__PASSAGE TO READ__
- Opening Delimiter -

Research is increasingly finding that sleep is as important as nutrition and exercise to our daily health. In fact, it could be the most important of all. Humans, like all animals, must sleep. Sleep is a time when our brain consolidates memories, processes psychological stressors, rejuvenates cells, repairs tissues and the entire body rests to prepare for the activity of the next day.
Depending on age, adults require six to eight hours of sleep each night. Getting less than that can cause sleep deprivation that negatively affects our ability to function the next day. Prolonged sleep deprivation leads to a breakdown in bodily and cognitive functions. As we age, the effects of chronic sleep deprivation compound and cause a host of issues.
Obesity
Many studies have linked insufficient sleep with weight gain. Even babies that sleep poorly are more likely to develop obesity in later childhood.
Diabetes
The body requires deep sleep to control blood sugars. Sleeping fewer than five hours nightly is associated with Type 2 diabetes, which can be reversed simply by increasing nightly sleep.
High Blood Pressure and Heart Disease
There is growing evidence of a causal connection between insufficient sleep and a host of heart issues, including stroke and coronary artery disease.
Immune Function
Our immune systems need to recharge nightly for the daily fight against invaders, so it is no surprise that a lack of sleep reduces the body’s ability to fend off infections. In one recent study, individuals who regularly received long, restful sleep were three times less likely to come down with the common cold than those who had just a little less sleep.
Chronic sleep deprivation results in an overall reduction in physical health.
Mental Health
Because sleep helps us feel better physically and process the stresses of ordinary life, going without restorative slumber can have serious negative effects over the long run. People with insomnia are five times more likely to suffer depression, which can interfere with sleep in a vicious cycle. Depression is often treated by addressing sleep issues.

- Closing Delimiter -

__DESCRIPTION OF THE TASK__
From the article on sleep and health, return the part that opens with the words "High Blood Pressure" and closes with "coronary artery disease.", copied word for word.

(Point localization data)

- Opening Delimiter -

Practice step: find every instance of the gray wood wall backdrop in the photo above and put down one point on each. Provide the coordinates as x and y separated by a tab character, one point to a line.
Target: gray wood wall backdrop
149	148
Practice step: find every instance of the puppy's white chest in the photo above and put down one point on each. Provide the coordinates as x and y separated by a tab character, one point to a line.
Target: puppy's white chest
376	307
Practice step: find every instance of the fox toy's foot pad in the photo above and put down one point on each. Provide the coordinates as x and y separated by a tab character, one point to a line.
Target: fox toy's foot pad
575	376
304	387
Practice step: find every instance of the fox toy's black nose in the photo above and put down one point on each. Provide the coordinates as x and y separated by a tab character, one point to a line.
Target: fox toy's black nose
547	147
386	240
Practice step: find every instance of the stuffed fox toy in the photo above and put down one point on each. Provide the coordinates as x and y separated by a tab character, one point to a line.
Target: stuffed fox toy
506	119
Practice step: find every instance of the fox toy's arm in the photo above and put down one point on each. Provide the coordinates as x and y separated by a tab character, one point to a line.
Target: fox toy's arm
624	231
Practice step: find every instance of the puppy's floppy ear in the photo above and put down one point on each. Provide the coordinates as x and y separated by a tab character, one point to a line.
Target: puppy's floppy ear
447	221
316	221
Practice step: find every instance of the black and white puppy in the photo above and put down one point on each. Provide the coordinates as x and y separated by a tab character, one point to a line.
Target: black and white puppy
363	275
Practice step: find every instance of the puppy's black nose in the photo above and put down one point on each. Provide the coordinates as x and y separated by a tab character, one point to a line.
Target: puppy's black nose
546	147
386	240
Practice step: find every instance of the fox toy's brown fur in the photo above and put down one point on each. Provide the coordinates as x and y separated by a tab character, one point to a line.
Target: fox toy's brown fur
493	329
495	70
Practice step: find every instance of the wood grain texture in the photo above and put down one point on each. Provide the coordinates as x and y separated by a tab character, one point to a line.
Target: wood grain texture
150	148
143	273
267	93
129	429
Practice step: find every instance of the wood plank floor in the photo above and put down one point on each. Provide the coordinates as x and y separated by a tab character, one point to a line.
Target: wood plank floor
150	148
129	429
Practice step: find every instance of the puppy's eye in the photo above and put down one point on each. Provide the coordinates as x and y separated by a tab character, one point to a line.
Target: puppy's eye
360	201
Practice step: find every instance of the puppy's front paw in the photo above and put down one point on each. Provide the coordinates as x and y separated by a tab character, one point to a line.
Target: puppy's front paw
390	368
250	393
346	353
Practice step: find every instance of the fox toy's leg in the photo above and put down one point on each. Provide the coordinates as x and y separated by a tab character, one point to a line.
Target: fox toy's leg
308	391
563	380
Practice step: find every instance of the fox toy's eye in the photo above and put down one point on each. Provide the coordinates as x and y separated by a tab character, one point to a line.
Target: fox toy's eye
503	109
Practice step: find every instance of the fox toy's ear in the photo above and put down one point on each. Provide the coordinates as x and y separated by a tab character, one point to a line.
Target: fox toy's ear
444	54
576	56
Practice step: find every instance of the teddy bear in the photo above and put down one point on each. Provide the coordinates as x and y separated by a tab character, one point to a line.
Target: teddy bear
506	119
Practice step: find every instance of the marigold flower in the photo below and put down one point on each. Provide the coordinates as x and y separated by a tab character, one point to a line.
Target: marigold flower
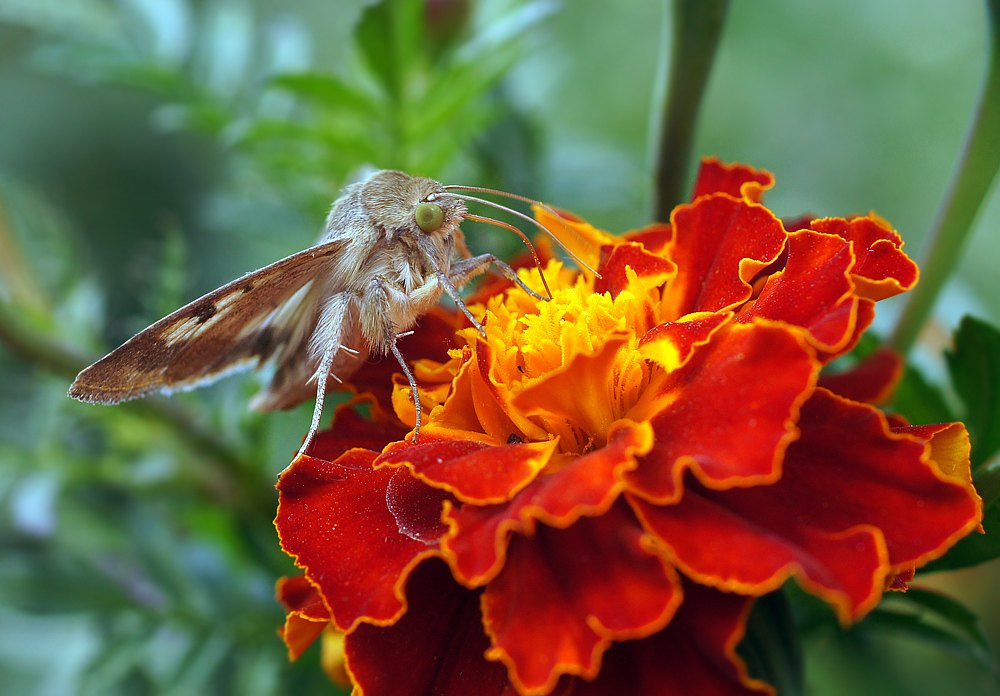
604	482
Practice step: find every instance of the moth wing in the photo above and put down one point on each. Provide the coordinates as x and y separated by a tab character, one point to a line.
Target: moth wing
239	325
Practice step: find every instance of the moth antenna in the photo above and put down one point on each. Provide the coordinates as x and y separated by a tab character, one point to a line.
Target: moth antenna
524	199
534	254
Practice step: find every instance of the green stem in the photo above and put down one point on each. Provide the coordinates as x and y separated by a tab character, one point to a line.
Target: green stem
973	178
697	26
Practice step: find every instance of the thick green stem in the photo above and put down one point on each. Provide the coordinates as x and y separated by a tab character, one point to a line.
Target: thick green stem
697	26
973	178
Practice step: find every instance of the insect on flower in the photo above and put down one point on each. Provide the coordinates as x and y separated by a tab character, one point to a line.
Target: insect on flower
391	246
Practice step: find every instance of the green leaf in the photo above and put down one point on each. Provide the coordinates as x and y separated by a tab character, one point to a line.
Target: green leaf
937	619
388	34
920	401
327	90
771	645
975	371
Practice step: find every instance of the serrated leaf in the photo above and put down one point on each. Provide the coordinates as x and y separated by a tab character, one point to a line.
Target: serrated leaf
974	366
935	618
771	646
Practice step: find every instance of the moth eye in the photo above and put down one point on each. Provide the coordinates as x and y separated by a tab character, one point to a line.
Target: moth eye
429	216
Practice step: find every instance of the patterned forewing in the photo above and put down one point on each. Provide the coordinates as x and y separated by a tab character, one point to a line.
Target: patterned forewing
222	331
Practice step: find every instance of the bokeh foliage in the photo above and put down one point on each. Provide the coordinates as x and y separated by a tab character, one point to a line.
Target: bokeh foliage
152	150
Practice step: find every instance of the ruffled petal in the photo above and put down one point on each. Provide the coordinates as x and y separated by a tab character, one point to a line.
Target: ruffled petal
335	519
854	502
471	471
813	290
694	654
307	616
882	269
720	244
731	179
477	542
734	413
435	648
565	594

- Closing Delimiter -

__RESPONSE TO THE EXERCISE__
High Blood Pressure and Heart Disease
There is growing evidence of a causal connection between insufficient sleep and a host of heart issues, including stroke and coronary artery disease.